> **PROBLEM TO WORK ON**:
Copy out every line exactly as given.

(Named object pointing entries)
=======

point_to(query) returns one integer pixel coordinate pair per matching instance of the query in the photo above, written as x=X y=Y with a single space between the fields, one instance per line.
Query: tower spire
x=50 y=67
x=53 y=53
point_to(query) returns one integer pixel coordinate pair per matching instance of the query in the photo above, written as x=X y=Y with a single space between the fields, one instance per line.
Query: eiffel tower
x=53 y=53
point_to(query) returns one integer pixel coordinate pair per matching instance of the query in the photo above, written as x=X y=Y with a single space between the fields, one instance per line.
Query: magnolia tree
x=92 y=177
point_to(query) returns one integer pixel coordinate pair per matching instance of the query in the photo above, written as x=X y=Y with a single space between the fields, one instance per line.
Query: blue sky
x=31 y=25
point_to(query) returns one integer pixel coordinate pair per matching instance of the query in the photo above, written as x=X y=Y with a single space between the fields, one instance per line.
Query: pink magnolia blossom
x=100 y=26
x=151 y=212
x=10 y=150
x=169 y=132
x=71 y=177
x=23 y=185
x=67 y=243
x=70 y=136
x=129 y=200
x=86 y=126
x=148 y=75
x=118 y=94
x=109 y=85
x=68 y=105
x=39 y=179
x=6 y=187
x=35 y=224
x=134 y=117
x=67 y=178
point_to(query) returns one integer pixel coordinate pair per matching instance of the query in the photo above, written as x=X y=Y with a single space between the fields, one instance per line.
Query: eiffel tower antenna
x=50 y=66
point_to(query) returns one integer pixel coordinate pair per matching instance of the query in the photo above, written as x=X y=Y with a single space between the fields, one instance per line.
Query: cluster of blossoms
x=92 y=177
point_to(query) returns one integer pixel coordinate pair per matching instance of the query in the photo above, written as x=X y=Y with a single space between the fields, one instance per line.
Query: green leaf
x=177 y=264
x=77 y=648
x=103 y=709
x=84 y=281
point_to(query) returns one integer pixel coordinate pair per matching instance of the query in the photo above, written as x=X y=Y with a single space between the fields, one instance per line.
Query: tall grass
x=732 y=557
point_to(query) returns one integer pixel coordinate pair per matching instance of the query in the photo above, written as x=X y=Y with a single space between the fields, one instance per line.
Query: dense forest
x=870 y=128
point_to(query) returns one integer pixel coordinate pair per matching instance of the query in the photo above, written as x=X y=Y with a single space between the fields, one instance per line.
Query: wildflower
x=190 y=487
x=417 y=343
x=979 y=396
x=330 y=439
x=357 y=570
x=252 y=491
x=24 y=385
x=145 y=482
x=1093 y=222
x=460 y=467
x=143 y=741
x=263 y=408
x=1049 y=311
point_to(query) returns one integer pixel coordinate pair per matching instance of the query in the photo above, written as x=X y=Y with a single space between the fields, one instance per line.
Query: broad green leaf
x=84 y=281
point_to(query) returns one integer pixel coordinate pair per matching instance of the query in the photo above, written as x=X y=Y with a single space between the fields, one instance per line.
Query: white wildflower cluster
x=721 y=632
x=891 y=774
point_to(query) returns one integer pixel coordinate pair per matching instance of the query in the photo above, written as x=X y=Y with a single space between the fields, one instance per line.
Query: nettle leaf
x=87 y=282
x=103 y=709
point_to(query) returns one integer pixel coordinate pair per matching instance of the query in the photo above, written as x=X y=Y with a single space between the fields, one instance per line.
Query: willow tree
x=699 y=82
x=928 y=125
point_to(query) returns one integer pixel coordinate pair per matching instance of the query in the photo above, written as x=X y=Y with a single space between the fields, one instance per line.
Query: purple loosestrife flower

=======

> **WRITTEN RESPONSE**:
point_to(query) returns one integer pixel coordinate pair per matching instance of the query in the photo above, written as x=X y=Y with a single space between the fields, one instance per line.
Query: tower spire
x=50 y=67
x=53 y=53
point_to(query) returns one integer pixel coordinate pair per matching instance of the query in the photo above, written as x=X y=Y with a single space between the fields, one instance per line.
Query: eiffel tower
x=53 y=53
point_to(query) returns one integer pixel coordinate pair per matching instance of the query in the photo above, written as x=X y=Y with a single space between the fields, one instance per line.
Query: magnolia tree
x=92 y=177
point_to(query) returns one integer pixel coordinate pair per matching instance of the query in the photo above, written as x=X y=Y with a single space between the fields, one instance per line.
Query: blue sky
x=31 y=25
point_to(query) returns one integer pixel coordinate pair per matching instance of the query in the photo above, written as x=X y=Y with a single space between the fields, one instance per line.
Query: pink magnolia blossom
x=100 y=26
x=151 y=212
x=10 y=150
x=169 y=132
x=71 y=177
x=23 y=185
x=67 y=243
x=70 y=136
x=129 y=200
x=86 y=126
x=148 y=75
x=118 y=94
x=109 y=85
x=68 y=105
x=39 y=179
x=6 y=187
x=35 y=224
x=134 y=117
x=67 y=178
point_to(query) returns one integer pixel coordinate pair per matching instance of the query in the photo above, written as x=X y=Y with a single space between the fields, one instance per line.
Query: eiffel tower antenna
x=50 y=66
point_to(query) returns one integer pixel coordinate pair per matching instance of the query in the photo above, written as x=X y=Y with a single space between the fields, one instance per line.
Query: cluster of blossoms
x=92 y=177
point_to(query) returns one integer pixel coordinate pair per matching instance of the query in the photo above, written as x=X y=Y with a single space between the fields, one instance per line.
Query: green leaf
x=177 y=264
x=77 y=648
x=103 y=709
x=84 y=281
point_to(query) returns one integer pixel coordinate pair per matching instance of the query in the photo above, written as x=X y=Y with a single space between the fields, one instance per line.
Query: tall grass
x=732 y=557
point_to(query) returns one integer pixel coordinate pair per matching instance of the query in the photo above, written as x=X y=Y with a single space between the fields, one instance per line.
Query: dense forest
x=870 y=128
point_to(query) returns one integer pixel coordinate pair per matching instance of the query in the photo above, written as x=X y=Y with a single space between the fields, one instance per line.
Query: wildflower
x=190 y=487
x=417 y=343
x=979 y=396
x=330 y=439
x=357 y=570
x=252 y=491
x=24 y=385
x=145 y=482
x=1093 y=222
x=460 y=467
x=143 y=741
x=263 y=408
x=1049 y=311
point_to(query) returns one integer pixel coordinate pair per matching instance of the query in the photo above, written as x=X y=Y with a single space between the fields, one instance per line.
Query: broad green leaf
x=84 y=281
point_to(query) returns one integer pixel coordinate pair per matching instance of the query in the photo above, written as x=X y=Y with a single space between the fields, one instance per line.
Query: white wildflower cluster
x=721 y=632
x=891 y=774
point_to(query) returns one integer pixel coordinate pair per matching instance of the query in the photo above, written as x=X y=Y with a single space between the fields, one instance per line.
Query: nettle leaf
x=87 y=282
x=103 y=709
point_to(query) returns one integer pixel coordinate pair per matching instance of the query in the photo above, written as x=X y=Y with a single space between the fields, one instance per line.
Query: willow tree
x=699 y=82
x=928 y=125
point_to(query) returns one integer pixel coordinate pair per matching instance of the query in the photo above, written as x=X y=Y with a single space between the fields, one instance per line.
Query: purple loosestrife flower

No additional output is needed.